• Exercise requirements
Copy the records below exactly as they are, with the pictures left out.

• Entries
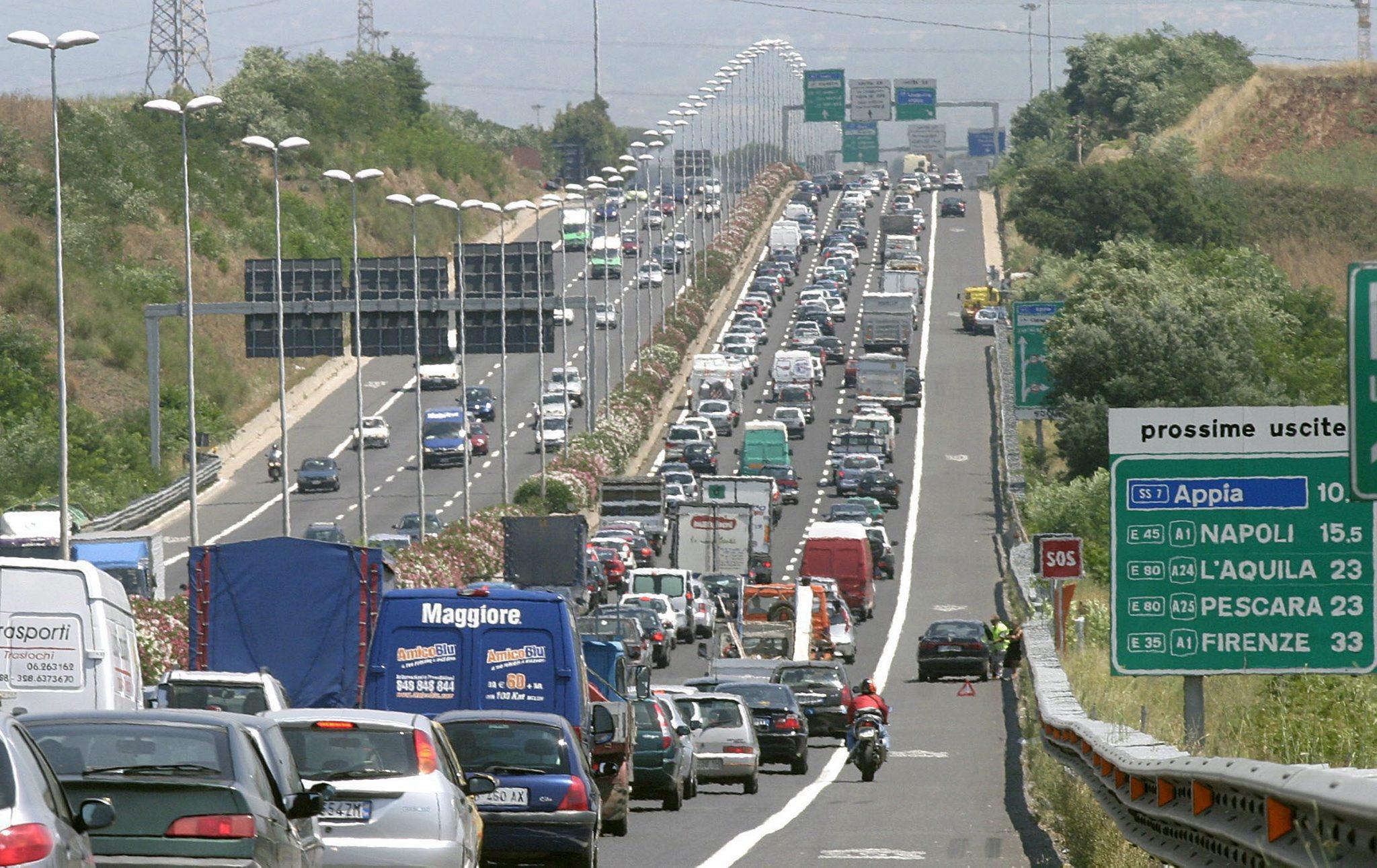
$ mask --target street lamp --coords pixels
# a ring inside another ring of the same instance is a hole
[[[434,193],[421,193],[416,198],[401,193],[390,193],[387,201],[405,205],[412,215],[412,364],[416,365],[416,503],[419,517],[417,540],[425,541],[425,411],[421,406],[421,263],[416,254],[416,207],[438,201]],[[468,431],[464,431],[464,460],[468,460]]]
[[[62,525],[58,530],[58,544],[62,557],[66,558],[72,552],[72,506],[67,496],[67,304],[62,285],[62,145],[58,135],[58,51],[90,45],[101,37],[90,30],[67,30],[56,40],[50,40],[37,30],[15,30],[7,39],[19,45],[47,50],[48,76],[52,85],[52,212],[56,227],[54,269],[58,295],[58,521]],[[153,460],[154,464],[158,464],[161,456],[154,455]]]
[[[359,169],[354,174],[344,169],[325,169],[324,178],[348,185],[350,197],[350,230],[351,230],[351,265],[350,282],[354,284],[354,404],[358,411],[358,435],[354,445],[358,452],[358,535],[364,544],[368,544],[368,479],[364,470],[364,316],[359,298],[362,287],[358,282],[358,185],[364,180],[381,178],[381,169]]]
[[[282,171],[281,171],[281,157],[282,152],[297,150],[310,145],[306,139],[299,135],[288,136],[281,142],[274,142],[262,135],[246,135],[242,139],[244,145],[257,150],[266,150],[273,154],[273,238],[274,238],[274,254],[273,254],[273,276],[274,276],[274,302],[277,303],[277,424],[278,437],[281,438],[282,446],[282,474],[280,481],[282,484],[282,536],[292,536],[292,499],[291,499],[291,484],[286,481],[288,468],[291,468],[291,452],[286,442],[286,347],[285,347],[285,332],[286,332],[286,314],[282,311]]]
[[[191,172],[187,164],[186,118],[193,112],[201,112],[222,105],[219,96],[196,96],[185,106],[172,99],[150,99],[145,109],[176,114],[182,120],[182,234],[186,256],[186,456],[187,456],[187,547],[201,544],[201,510],[196,488],[196,306],[191,293]]]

• Written reply
$ mask --target street lamp --coords pixels
# a ring inside another ring of the same instance is a hole
[[[434,193],[421,193],[416,198],[401,193],[390,193],[387,201],[405,205],[412,215],[412,364],[416,365],[416,503],[419,517],[417,540],[425,541],[425,411],[421,406],[421,263],[416,254],[416,207],[438,201]],[[468,431],[464,431],[464,460],[468,460]]]
[[[62,525],[58,530],[58,544],[62,557],[66,558],[72,552],[72,506],[67,496],[67,304],[62,285],[62,145],[58,135],[58,51],[90,45],[101,37],[90,30],[67,30],[56,40],[50,40],[37,30],[15,30],[7,39],[19,45],[47,50],[48,76],[52,85],[52,212],[56,227],[54,269],[58,295],[58,521]],[[153,460],[154,464],[158,464],[161,456],[154,455]]]
[[[359,169],[354,174],[344,169],[325,169],[324,178],[348,185],[350,197],[350,230],[351,230],[351,265],[350,282],[354,284],[354,404],[358,411],[358,435],[354,445],[358,452],[358,535],[364,544],[368,544],[368,479],[364,470],[364,316],[359,298],[362,287],[358,282],[358,185],[364,180],[381,178],[381,169]]]
[[[282,171],[281,171],[281,157],[282,152],[297,150],[310,145],[306,139],[299,135],[288,136],[281,142],[274,142],[262,135],[246,135],[242,139],[244,145],[257,150],[266,150],[273,154],[273,238],[274,238],[274,254],[273,254],[273,276],[274,276],[274,302],[277,303],[277,424],[278,437],[281,438],[282,446],[282,474],[280,481],[282,484],[282,536],[292,536],[292,499],[291,499],[291,484],[286,481],[288,468],[291,468],[291,452],[286,442],[286,347],[285,347],[285,332],[286,332],[286,314],[282,311]]]
[[[191,172],[187,164],[186,118],[193,112],[201,112],[222,105],[219,96],[196,96],[185,106],[172,99],[150,99],[145,109],[176,114],[182,120],[182,234],[186,256],[186,456],[187,456],[187,547],[201,544],[201,510],[196,488],[196,306],[191,293]]]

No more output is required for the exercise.